▶ **What you have to do**: Please reproduce the passage on voice word for word, from "Natural syntax. Here’s" up to and including "to adapt it.".

▶ **Text provided**:
***

Natural syntax. Here’s an example of a piece of writing I did the other night about voice when I got myself steaming along. I think it has more than usual clarity and voice. Or at least I find something characteristic when I try to use it in my real draft. All my efforts to get it clear result in language that is more cramped and unclear and without voice. I noticed it when I was trying to follow it and borrow it and use it my real draft. Suddenly I had a sense that I was losing the juice in it. I even abandoned some of what I’d been writing on Wordstar and went to the “.bak” file to retrieve what I’d erased in trying to adapt it.

It sounds like an odd way to talk but really we do it all the time in face-to-face interactions. We listen to someone talk and make judgments about whether they really sound sincere; even people we don’t know –even people on television: It is a common human perception to say: “I think that person is being sincere; or that person sounds genuine/fake.” We know we are liable to be wrong about it–that it’s an inference, but humans seem unwilling to refrain from making the judgment. This shows in cases where someone says, “She’s trying to sound sincere but really she sounds fake.” That is, it seems to be a human quality to listen to discourse and make judgements not only about the meaning of the words but about the relationship between the words and the person uttering them–even though, paradoxically, we are making judgements about the relationship between a and b when we have only a to go on.

You might say that we go on extra-discourse cues. But I doubt it. We can strip away those cues. That is, if we know the person well, we judge on the basis of knowing him in the past. But we do it with people we don’t know (as with strangers, salesmen, future, new spouses of friends &etc. You could say we do it on visual cues, but in fact, we do it over the phone and the radio. No visuals. We have tone of voice to judge from, it is true; but tone of voice is nothing but the person’s “way of talking.” When we see nothing but a text we don’t have literal spoken tone of voice, so it is harder, but people still can’t seem to resist doing it. For even in writing we still make these judgements based on “Way of writing.” Here is the place to talk about increased emphasis on relation of words to writer with interest in voice. This is the difference between speaking and writing. In speaking there is a tendency to pay a bit more attention to relation between words/speaker; In writing (since it gets along without a speaker–only the text is present–we may not even know who wrote it) there is a temptation to pay more attention to the words/meaning.

***

▶ **Stored rows**:
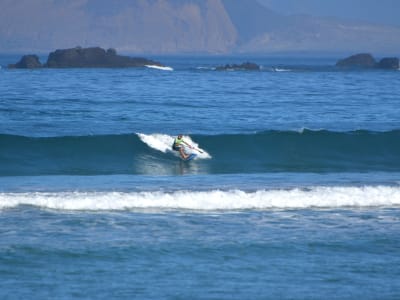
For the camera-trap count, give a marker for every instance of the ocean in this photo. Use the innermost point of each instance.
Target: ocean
(294, 193)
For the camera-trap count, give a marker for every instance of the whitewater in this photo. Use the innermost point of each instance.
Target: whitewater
(314, 197)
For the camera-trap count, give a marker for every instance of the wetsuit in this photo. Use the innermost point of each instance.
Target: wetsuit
(177, 145)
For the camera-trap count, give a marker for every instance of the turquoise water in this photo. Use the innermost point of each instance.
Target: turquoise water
(295, 195)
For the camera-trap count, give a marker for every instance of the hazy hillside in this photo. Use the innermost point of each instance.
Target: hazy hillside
(180, 26)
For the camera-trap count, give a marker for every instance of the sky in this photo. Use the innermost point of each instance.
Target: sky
(386, 12)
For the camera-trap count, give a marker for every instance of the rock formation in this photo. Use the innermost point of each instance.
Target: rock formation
(94, 57)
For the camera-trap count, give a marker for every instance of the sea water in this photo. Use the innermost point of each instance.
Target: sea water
(295, 193)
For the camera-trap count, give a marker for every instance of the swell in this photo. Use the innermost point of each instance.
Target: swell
(263, 152)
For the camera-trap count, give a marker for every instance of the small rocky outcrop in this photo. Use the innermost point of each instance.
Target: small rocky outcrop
(94, 57)
(391, 63)
(365, 60)
(247, 66)
(27, 62)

***

▶ **Reply to the exercise**:
Natural syntax. Here’s an example of a piece of writing I did the other night about voice when I got myself steaming along. I think it has more than usual clarity and voice. Or at least I find something characteristic when I try to use it in my real draft. All my efforts to get it clear result in language that is more cramped and unclear and without voice. I noticed it when I was trying to follow it and borrow it and use it my real draft. Suddenly I had a sense that I was losing the juice in it. I even abandoned some of what I’d been writing on Wordstar and went to the “.bak” file to retrieve what I’d erased in trying to adapt it.